Selection by Position

.iloc is strictly integer position based (from 0 to length-1 of the axis), will raise IndexError when the requested indicies are out of bounds. Allowed inputs are:

  • An integer e.g. 5
  • A list or array of integers [4, 3, 0]
  • A slice object with ints 1:7
In [31]:
df.iloc[2:4]
Out[31]:
A B C D
2013-01-03 0.949617 1.105997 0.865616 NaN
2013-01-04 1.118095 0.387274 0.001193 1.642457

2 rows × 4 columns

In [32]:
df.iloc[2:4, 2:]
Out[32]:
C D
2013-01-03 0.865616 NaN
2013-01-04 0.001193 1.642457

2 rows × 2 columns

In [33]:
df.iloc[[1, 4, -1], [2, 3]]
Out[33]:
C D
2013-01-02 -1.171944 0.273472
2013-01-05 1.294505 1.366227
2013-01-06 0.107699 0.885957

3 rows × 2 columns

In [34]:
df.iloc[1]
Out[34]:
A   -0.556901
B    1.451457
C   -1.171944
D    0.273472
Name: 2013-01-02 00:00:00, dtype: float64
In [35]:
df.iloc[1]['A']
Out[35]:
-0.55690086547882145
In [36]:
df.iloc[1, 0]
Out[36]:
-0.55690086547882145

Fast scalar value getting and setting

Since indexing with [] must handle a lot of cases (single-label access, slicing, boolean indexing, etc.), it has a bit of overhead in order to figure out what you’re asking for. If you only want to access a scalar value, the fastest way is to use the at and iat methods, which are implemented on all of the data structures.

▶ Given records:
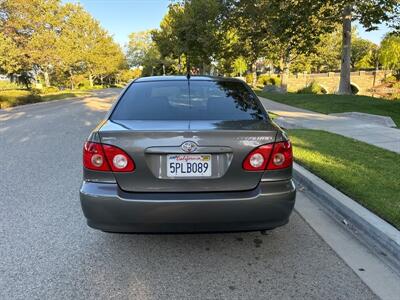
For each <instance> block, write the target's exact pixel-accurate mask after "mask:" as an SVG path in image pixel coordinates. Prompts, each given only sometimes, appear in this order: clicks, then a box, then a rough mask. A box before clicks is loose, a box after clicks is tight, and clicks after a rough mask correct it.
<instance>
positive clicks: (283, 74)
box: [281, 53, 290, 93]
mask: <svg viewBox="0 0 400 300" xmlns="http://www.w3.org/2000/svg"><path fill="white" fill-rule="evenodd" d="M281 68H282V74H281V89H282V91H284V92H285V93H286V92H287V86H288V79H289V68H290V58H289V53H286V54H284V55H283V57H282V59H281Z"/></svg>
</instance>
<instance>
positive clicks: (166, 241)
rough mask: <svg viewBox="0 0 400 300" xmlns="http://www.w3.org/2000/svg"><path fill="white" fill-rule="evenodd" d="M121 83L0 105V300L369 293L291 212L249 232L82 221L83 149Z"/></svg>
mask: <svg viewBox="0 0 400 300" xmlns="http://www.w3.org/2000/svg"><path fill="white" fill-rule="evenodd" d="M118 92H119V90H105V91H99V92H97V93H96V94H94V95H93V96H91V97H87V98H85V99H83V100H62V101H57V102H49V103H44V104H38V105H32V106H26V107H19V108H16V109H13V110H11V111H3V112H1V111H0V178H1V181H0V189H1V190H0V205H1V210H0V239H1V241H0V245H1V246H0V298H1V299H110V298H113V299H160V298H161V299H289V298H296V299H312V298H314V299H315V298H326V299H332V298H335V299H375V298H376V296H375V294H374V293H373V292H372V291H371V290H370V289H369V288H368V287H367V286H366V285H365V284H364V283H363V281H362V280H361V279H360V278H359V277H358V276H357V275H356V274H355V273H354V272H353V270H352V269H350V268H349V267H348V266H347V265H346V263H345V262H344V261H343V260H342V259H341V258H339V256H338V255H337V254H336V253H335V252H334V251H333V250H332V248H330V247H329V246H328V245H327V244H326V243H325V242H324V240H323V239H322V238H321V237H320V236H319V235H318V234H317V233H316V232H315V231H314V230H313V229H312V228H311V227H310V226H309V225H308V224H307V223H306V222H305V220H304V219H303V218H302V217H301V216H300V215H299V214H298V213H297V212H294V214H293V215H292V218H291V220H290V223H289V224H288V225H287V226H284V227H282V228H279V229H276V230H274V231H271V232H269V233H268V234H267V235H262V234H261V233H259V232H253V233H226V234H198V235H194V234H187V235H122V234H106V233H103V232H100V231H95V230H92V229H90V228H89V227H87V226H86V224H85V220H84V217H83V215H82V212H81V209H80V203H79V197H78V189H79V186H80V183H81V177H82V170H81V149H82V144H83V141H84V140H85V138H86V137H87V136H88V134H89V132H90V131H91V130H92V128H93V127H94V126H96V124H97V122H98V121H99V120H100V119H101V118H102V116H103V115H104V113H105V112H106V110H107V109H108V107H109V105H110V103H111V102H112V100H113V99H114V97H115V96H116V95H117V93H118Z"/></svg>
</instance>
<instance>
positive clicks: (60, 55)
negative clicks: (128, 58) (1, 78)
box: [0, 0, 126, 87]
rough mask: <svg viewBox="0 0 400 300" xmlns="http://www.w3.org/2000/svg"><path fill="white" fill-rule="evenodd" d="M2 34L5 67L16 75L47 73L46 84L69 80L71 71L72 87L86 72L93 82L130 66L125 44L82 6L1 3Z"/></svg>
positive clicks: (14, 76) (0, 20)
mask: <svg viewBox="0 0 400 300" xmlns="http://www.w3.org/2000/svg"><path fill="white" fill-rule="evenodd" d="M0 34H1V36H0V41H2V45H1V46H0V51H1V52H2V57H1V58H0V61H1V62H0V63H1V66H0V68H1V69H2V71H3V72H6V74H8V75H9V76H14V77H16V76H19V77H21V76H23V77H24V78H29V77H31V76H33V77H34V78H35V80H37V79H39V78H40V79H41V78H42V77H43V78H44V83H45V85H46V86H49V85H50V84H51V82H52V81H54V80H53V79H57V80H59V82H58V84H60V85H61V84H63V83H64V82H63V81H65V77H66V76H65V74H68V77H69V79H70V83H71V87H74V83H75V82H76V80H75V79H74V78H73V77H74V76H76V75H83V74H85V75H87V76H88V78H89V82H90V85H91V86H93V80H97V81H99V82H100V83H101V82H102V81H103V79H104V78H107V79H108V80H111V78H114V77H115V76H116V75H117V73H118V71H119V70H120V69H121V68H124V67H125V65H126V63H125V56H124V53H123V52H122V50H121V48H120V47H119V45H118V44H116V43H115V42H114V41H113V39H112V37H111V36H110V35H109V34H108V33H107V32H106V31H105V30H104V29H103V28H102V27H101V26H100V24H99V22H98V21H96V20H95V19H93V17H92V16H91V15H90V14H89V13H88V12H86V11H85V10H84V9H83V7H82V6H80V5H77V4H71V3H66V4H64V5H63V4H62V2H61V1H60V0H31V1H26V0H3V1H0ZM5 49H8V50H5ZM15 53H17V54H18V55H15Z"/></svg>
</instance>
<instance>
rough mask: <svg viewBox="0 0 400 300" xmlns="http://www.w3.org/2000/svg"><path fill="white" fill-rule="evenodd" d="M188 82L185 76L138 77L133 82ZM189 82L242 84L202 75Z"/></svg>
mask: <svg viewBox="0 0 400 300" xmlns="http://www.w3.org/2000/svg"><path fill="white" fill-rule="evenodd" d="M184 80H188V78H187V77H186V76H183V75H180V76H179V75H177V76H149V77H140V78H138V79H136V80H135V82H151V81H184ZM189 80H190V81H223V82H226V81H231V82H232V81H233V82H244V81H243V80H241V79H238V78H232V77H219V76H204V75H201V76H199V75H194V76H190V78H189Z"/></svg>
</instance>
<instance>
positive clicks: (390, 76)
mask: <svg viewBox="0 0 400 300" xmlns="http://www.w3.org/2000/svg"><path fill="white" fill-rule="evenodd" d="M396 81H397V78H396V76H394V75H390V76H387V77H385V78H384V79H383V80H382V82H384V83H393V82H396Z"/></svg>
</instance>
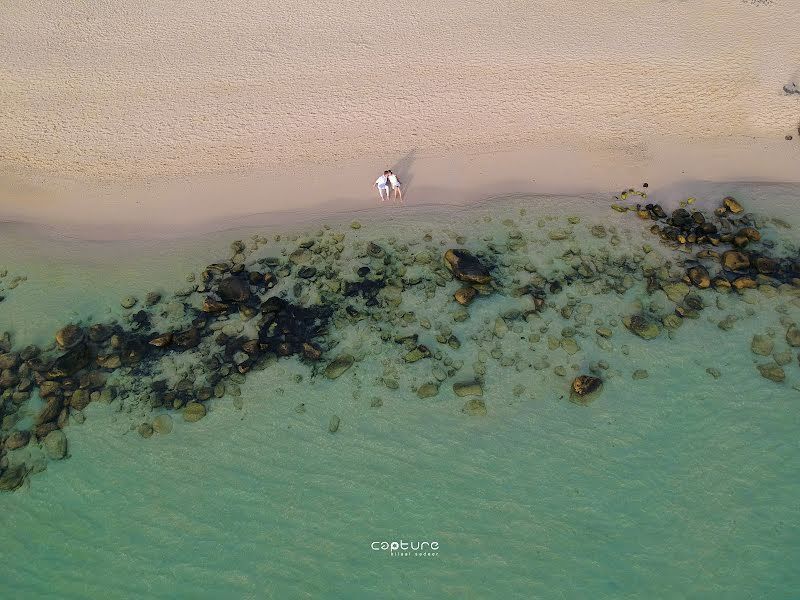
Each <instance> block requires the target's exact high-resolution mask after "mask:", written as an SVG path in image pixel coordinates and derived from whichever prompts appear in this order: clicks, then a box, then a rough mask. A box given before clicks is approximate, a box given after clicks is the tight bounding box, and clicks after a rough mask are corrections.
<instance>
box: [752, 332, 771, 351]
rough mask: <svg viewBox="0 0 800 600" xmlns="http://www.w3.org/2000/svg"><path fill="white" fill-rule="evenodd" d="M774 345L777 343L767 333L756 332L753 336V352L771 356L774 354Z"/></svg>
mask: <svg viewBox="0 0 800 600" xmlns="http://www.w3.org/2000/svg"><path fill="white" fill-rule="evenodd" d="M774 346H775V343H774V342H773V341H772V339H771V338H769V337H767V336H766V335H759V334H756V335H754V336H753V340H752V341H751V342H750V350H751V351H752V352H753V354H758V355H760V356H769V355H770V354H772V349H773V347H774Z"/></svg>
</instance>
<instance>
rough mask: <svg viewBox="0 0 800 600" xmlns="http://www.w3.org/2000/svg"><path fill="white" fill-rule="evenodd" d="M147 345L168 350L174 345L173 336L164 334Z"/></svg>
mask: <svg viewBox="0 0 800 600" xmlns="http://www.w3.org/2000/svg"><path fill="white" fill-rule="evenodd" d="M147 343H148V344H150V345H151V346H155V347H157V348H166V347H167V346H169V345H170V344H171V343H172V334H171V333H162V334H160V335H157V336H156V337H154V338H153V339H151V340H150V341H149V342H147Z"/></svg>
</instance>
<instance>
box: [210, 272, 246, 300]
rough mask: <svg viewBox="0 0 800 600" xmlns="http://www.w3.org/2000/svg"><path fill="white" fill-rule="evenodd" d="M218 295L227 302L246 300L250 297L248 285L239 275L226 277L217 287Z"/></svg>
mask: <svg viewBox="0 0 800 600" xmlns="http://www.w3.org/2000/svg"><path fill="white" fill-rule="evenodd" d="M217 293H219V297H220V298H222V300H224V301H228V302H247V300H249V299H250V285H249V284H248V283H247V281H245V280H244V279H242V278H240V277H226V278H225V279H223V280H222V281H220V283H219V287H218V288H217Z"/></svg>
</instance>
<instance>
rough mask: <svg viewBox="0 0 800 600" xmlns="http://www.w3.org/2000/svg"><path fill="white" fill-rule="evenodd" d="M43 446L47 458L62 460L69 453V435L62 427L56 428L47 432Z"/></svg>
mask: <svg viewBox="0 0 800 600" xmlns="http://www.w3.org/2000/svg"><path fill="white" fill-rule="evenodd" d="M42 446H43V448H44V452H45V454H46V455H47V458H49V459H50V460H61V459H62V458H64V457H65V456H66V455H67V436H65V435H64V432H63V431H61V430H60V429H56V430H55V431H51V432H50V433H48V434H47V436H46V437H45V438H44V442H43V443H42Z"/></svg>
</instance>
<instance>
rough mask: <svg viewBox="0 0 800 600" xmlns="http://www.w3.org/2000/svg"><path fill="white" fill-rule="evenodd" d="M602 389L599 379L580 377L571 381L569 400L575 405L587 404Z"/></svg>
mask: <svg viewBox="0 0 800 600" xmlns="http://www.w3.org/2000/svg"><path fill="white" fill-rule="evenodd" d="M602 389H603V381H602V380H601V379H600V378H599V377H592V376H591V375H580V376H578V377H576V378H575V379H574V380H573V381H572V386H571V389H570V400H571V401H572V402H575V403H576V404H589V403H590V402H591V401H592V400H594V399H595V398H596V397H597V396H598V395H599V394H600V392H601V391H602Z"/></svg>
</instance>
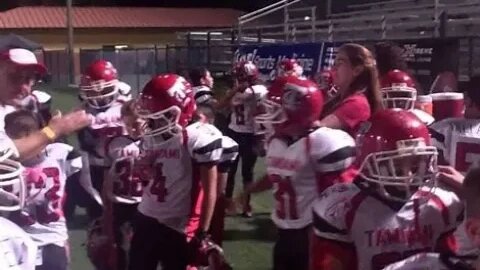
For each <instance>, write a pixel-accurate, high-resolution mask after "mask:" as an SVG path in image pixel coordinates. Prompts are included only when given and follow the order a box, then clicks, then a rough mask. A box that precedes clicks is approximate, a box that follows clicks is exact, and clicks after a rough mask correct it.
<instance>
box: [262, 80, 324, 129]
mask: <svg viewBox="0 0 480 270" xmlns="http://www.w3.org/2000/svg"><path fill="white" fill-rule="evenodd" d="M262 105H263V110H264V112H263V113H261V114H259V115H257V116H256V118H255V120H256V121H257V123H258V124H264V125H266V126H272V127H273V128H274V130H275V132H276V133H278V134H287V135H288V134H289V133H291V132H292V131H294V130H295V129H305V128H309V127H310V126H311V124H312V123H313V122H314V121H316V120H318V119H319V117H320V113H321V112H322V108H323V94H322V93H321V92H320V90H319V89H318V87H317V85H316V84H315V83H314V82H312V81H310V80H308V79H305V78H300V77H297V76H294V75H290V76H286V77H279V78H277V79H276V80H275V81H274V82H273V84H272V85H271V86H270V88H269V89H268V94H267V97H266V98H265V99H264V100H263V101H262ZM294 132H295V131H294Z"/></svg>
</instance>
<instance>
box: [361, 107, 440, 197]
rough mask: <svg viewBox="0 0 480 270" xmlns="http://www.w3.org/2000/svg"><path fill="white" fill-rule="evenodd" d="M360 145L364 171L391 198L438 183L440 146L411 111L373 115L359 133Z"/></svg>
mask: <svg viewBox="0 0 480 270" xmlns="http://www.w3.org/2000/svg"><path fill="white" fill-rule="evenodd" d="M357 149H358V155H357V161H356V162H357V164H360V167H359V172H360V175H361V176H362V177H363V178H364V179H365V180H366V181H369V182H373V183H375V184H377V186H378V187H379V191H380V193H381V194H382V195H383V196H385V197H387V198H389V199H393V200H398V201H405V200H406V199H408V198H410V196H411V195H412V194H413V193H414V192H415V191H416V190H417V189H418V188H419V187H420V186H423V185H426V184H435V176H436V173H437V172H438V168H437V149H436V148H435V147H434V146H431V144H430V134H429V132H428V129H427V127H426V126H425V124H423V123H422V122H421V121H420V119H418V118H417V117H416V116H415V115H414V114H413V113H412V112H410V111H406V110H401V109H386V110H382V111H379V112H377V113H375V114H374V115H372V117H371V119H370V121H369V122H366V123H365V124H364V126H363V127H362V129H361V132H360V135H359V136H358V137H357ZM399 191H400V192H399Z"/></svg>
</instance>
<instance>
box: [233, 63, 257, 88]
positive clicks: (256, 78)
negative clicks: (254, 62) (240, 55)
mask: <svg viewBox="0 0 480 270" xmlns="http://www.w3.org/2000/svg"><path fill="white" fill-rule="evenodd" d="M232 75H233V76H234V77H235V78H236V79H237V80H238V81H239V82H250V83H252V82H254V81H256V80H257V79H258V76H259V71H258V68H257V66H256V65H255V64H254V63H253V62H252V61H240V62H237V63H236V64H235V66H234V67H233V71H232Z"/></svg>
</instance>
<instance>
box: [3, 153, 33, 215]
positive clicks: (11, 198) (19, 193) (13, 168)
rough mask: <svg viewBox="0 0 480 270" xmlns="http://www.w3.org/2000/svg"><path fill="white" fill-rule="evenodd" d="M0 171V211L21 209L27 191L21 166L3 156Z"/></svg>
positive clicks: (9, 210) (24, 199)
mask: <svg viewBox="0 0 480 270" xmlns="http://www.w3.org/2000/svg"><path fill="white" fill-rule="evenodd" d="M0 171H1V174H0V211H4V212H13V211H18V210H21V209H23V207H24V205H25V198H26V192H27V190H26V186H25V182H24V179H23V175H22V174H23V167H22V165H21V164H20V163H19V162H17V161H14V160H11V159H9V158H5V156H4V157H2V158H1V159H0Z"/></svg>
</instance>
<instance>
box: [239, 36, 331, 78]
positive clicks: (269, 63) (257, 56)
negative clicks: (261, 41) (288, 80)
mask: <svg viewBox="0 0 480 270" xmlns="http://www.w3.org/2000/svg"><path fill="white" fill-rule="evenodd" d="M323 47H324V44H323V43H302V44H266V45H263V44H262V45H258V44H257V45H246V46H241V47H240V48H239V49H237V51H236V52H235V59H234V60H235V62H237V61H243V60H247V61H253V62H254V63H255V64H256V65H257V66H258V68H259V70H260V73H261V79H263V80H266V81H267V80H271V79H272V78H274V76H275V72H276V69H277V66H278V65H279V64H280V62H281V61H282V60H283V59H285V58H295V59H297V61H298V63H299V64H300V65H301V66H302V67H303V70H304V75H305V76H313V75H315V73H317V71H318V68H319V63H320V62H321V54H322V51H323Z"/></svg>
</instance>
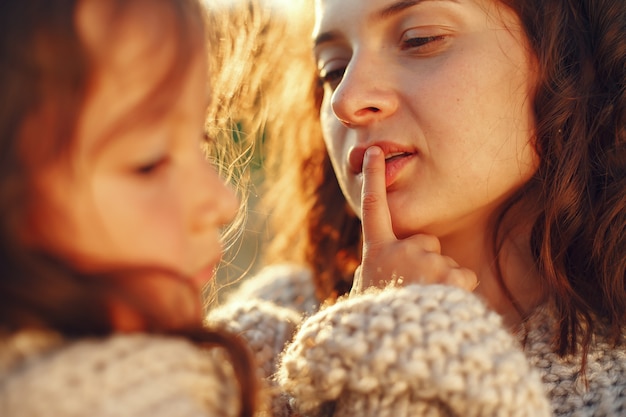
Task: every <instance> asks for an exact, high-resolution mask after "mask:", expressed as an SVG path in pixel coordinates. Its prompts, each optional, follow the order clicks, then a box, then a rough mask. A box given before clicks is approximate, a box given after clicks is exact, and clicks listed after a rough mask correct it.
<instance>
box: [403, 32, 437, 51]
mask: <svg viewBox="0 0 626 417" xmlns="http://www.w3.org/2000/svg"><path fill="white" fill-rule="evenodd" d="M444 39H445V36H444V35H437V36H419V37H410V36H407V35H405V36H403V37H402V46H401V47H402V49H403V50H407V49H417V50H418V51H419V52H427V51H428V50H430V48H434V47H435V45H436V44H437V43H438V42H439V41H442V40H444Z"/></svg>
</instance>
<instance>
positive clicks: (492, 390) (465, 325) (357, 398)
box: [222, 265, 626, 417]
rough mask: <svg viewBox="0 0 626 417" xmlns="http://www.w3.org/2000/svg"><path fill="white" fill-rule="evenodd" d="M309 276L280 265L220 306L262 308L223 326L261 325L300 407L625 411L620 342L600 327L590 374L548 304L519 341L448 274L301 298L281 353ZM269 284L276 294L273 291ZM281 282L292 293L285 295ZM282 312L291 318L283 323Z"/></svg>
mask: <svg viewBox="0 0 626 417" xmlns="http://www.w3.org/2000/svg"><path fill="white" fill-rule="evenodd" d="M272 274H276V275H274V277H273V278H272ZM307 277H308V278H307ZM310 277H311V276H310V273H307V271H306V269H303V268H301V267H296V266H284V265H283V266H279V267H273V268H271V269H270V270H265V271H263V273H262V274H261V279H260V280H256V279H255V278H252V279H251V280H250V282H248V283H247V284H246V286H245V287H244V288H242V294H245V295H244V296H239V294H234V295H233V296H232V298H231V302H229V303H228V304H227V305H226V306H224V307H223V309H224V310H225V311H226V310H229V309H231V311H233V310H239V311H240V312H243V311H248V312H251V316H254V317H256V318H255V319H254V320H252V321H251V320H250V315H247V314H246V313H243V314H241V315H239V316H236V315H235V316H232V317H235V319H234V320H235V322H236V323H230V324H228V326H229V327H230V328H233V327H238V326H241V324H240V323H242V322H243V323H248V324H249V323H251V322H255V323H257V326H256V328H255V331H254V332H250V331H247V330H242V333H241V334H242V335H243V336H244V337H246V334H252V333H253V334H255V340H254V346H256V347H255V350H257V351H263V355H262V358H261V362H262V363H264V364H265V368H264V371H263V372H262V374H263V375H265V376H267V377H269V379H270V380H271V382H272V383H274V384H276V385H277V388H278V389H280V390H281V392H282V394H277V397H280V395H282V396H284V397H285V398H288V402H289V404H290V407H291V408H293V409H294V410H295V411H296V412H298V413H299V414H301V415H307V416H309V415H310V416H331V415H333V416H336V417H341V416H353V415H358V416H386V415H388V416H485V417H486V416H529V417H530V416H533V417H534V416H537V417H540V416H548V415H554V416H570V417H592V416H593V417H612V416H616V417H617V416H626V352H625V350H624V347H623V346H624V345H622V347H618V348H615V347H613V346H612V345H611V344H609V343H607V342H606V340H605V339H604V338H603V337H602V335H601V334H597V336H596V338H595V340H594V343H593V344H592V346H591V349H590V352H589V356H588V359H587V362H588V365H587V368H586V377H587V381H588V385H585V384H584V383H583V381H582V380H581V378H580V375H579V370H580V358H576V357H565V358H561V357H559V356H558V355H556V354H555V353H554V352H553V351H552V348H551V343H550V342H551V334H553V329H554V326H555V320H554V318H553V317H552V315H551V314H550V312H549V310H547V309H545V308H544V309H539V310H538V311H537V312H536V313H535V314H534V316H533V317H531V319H530V321H529V323H528V326H529V327H528V334H527V335H526V337H525V338H524V339H525V344H524V345H523V346H522V343H521V339H522V337H521V335H520V336H518V337H516V336H514V335H511V334H510V333H509V332H508V331H507V330H505V329H504V327H503V326H502V324H501V320H500V317H499V316H498V315H497V314H495V313H493V312H491V311H490V310H489V309H487V308H486V307H485V305H484V303H483V302H482V301H481V300H480V299H478V298H477V297H476V296H474V295H473V294H471V293H468V292H466V291H464V290H461V289H457V288H453V287H448V286H440V285H432V286H419V285H412V286H407V287H403V288H386V289H384V290H382V291H370V292H368V293H366V294H363V295H361V296H357V297H351V298H348V299H344V300H341V301H339V302H338V303H336V304H335V305H334V306H330V307H328V308H324V309H322V310H321V311H319V312H317V313H314V314H312V315H311V312H310V310H309V311H306V309H304V308H301V311H300V317H302V318H303V322H302V323H301V324H300V325H299V326H298V327H297V332H296V333H295V337H294V338H293V341H292V342H290V343H288V347H287V348H286V350H285V351H284V353H283V354H282V355H281V354H280V349H279V347H280V346H282V344H281V343H282V341H284V340H288V339H289V335H288V334H287V333H288V328H291V326H292V325H293V324H294V323H297V322H298V321H299V320H298V317H297V314H296V310H297V309H298V308H300V307H301V306H303V305H306V306H312V305H314V304H315V301H312V297H313V296H314V291H313V286H312V283H311V282H309V283H308V284H307V283H306V281H307V279H309V280H310ZM291 282H293V283H294V284H293V285H291V284H290V283H291ZM277 283H278V284H277ZM281 287H282V290H283V291H282V292H281ZM298 291H303V293H302V294H298ZM255 294H256V295H255ZM272 294H278V295H279V297H278V299H277V301H274V302H272ZM285 294H291V295H295V296H296V297H297V299H296V300H295V301H289V300H285ZM255 297H257V300H258V299H261V298H262V299H263V301H262V302H261V301H259V302H260V303H261V304H263V308H262V309H257V308H256V307H254V305H255V304H256V303H257V301H255ZM303 300H305V301H303ZM277 303H278V304H279V305H277ZM283 305H287V306H289V308H287V309H286V310H291V313H292V314H288V313H286V311H285V308H284V307H282V306H283ZM243 306H245V307H243ZM261 310H262V311H261ZM278 310H280V311H282V312H281V313H280V314H277V313H276V311H278ZM294 314H296V316H294ZM263 315H265V316H266V318H264V319H262V318H260V316H263ZM280 315H283V316H284V317H287V316H288V317H290V320H291V324H290V326H287V327H284V328H283V330H284V333H282V334H280V335H278V333H277V332H276V331H275V329H276V326H275V321H276V320H278V319H277V317H278V316H280ZM267 316H269V317H271V319H267ZM222 317H226V315H222ZM244 317H245V318H244ZM294 317H295V318H294ZM262 323H267V324H269V323H274V324H271V327H272V328H273V329H274V330H273V331H267V332H266V330H268V328H267V327H264V326H263V325H262ZM246 327H249V326H248V325H245V324H244V325H243V326H242V327H241V328H242V329H243V328H246ZM263 335H267V339H266V340H265V341H264V337H263ZM263 347H264V348H263ZM270 351H271V352H272V353H270ZM272 370H273V371H272ZM285 398H281V400H282V401H283V403H282V408H283V413H284V415H286V414H287V413H288V411H284V410H285V409H286V408H287V407H286V406H285V402H286V401H285ZM276 404H279V402H276V403H275V405H276Z"/></svg>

▶ Required work:
1 – In the selection-by-position text, what error does .iloc raise when the requested indices are out of bounds?
2 – From the selection-by-position text, quote the passage between "Fast scalar value" and "the data structures.", inclusive.

▶ Solutions per task:
1 – IndexError

2 –
Fast scalar value getting and setting

Since indexing with [] must handle a lot of cases (single-label access, slicing, boolean indexing, etc.), it has a bit of overhead in order to figure out what you’re asking for. If you only want to access a scalar value, the fastest way is to use the at and iat methods, which are implemented on all of the data structures.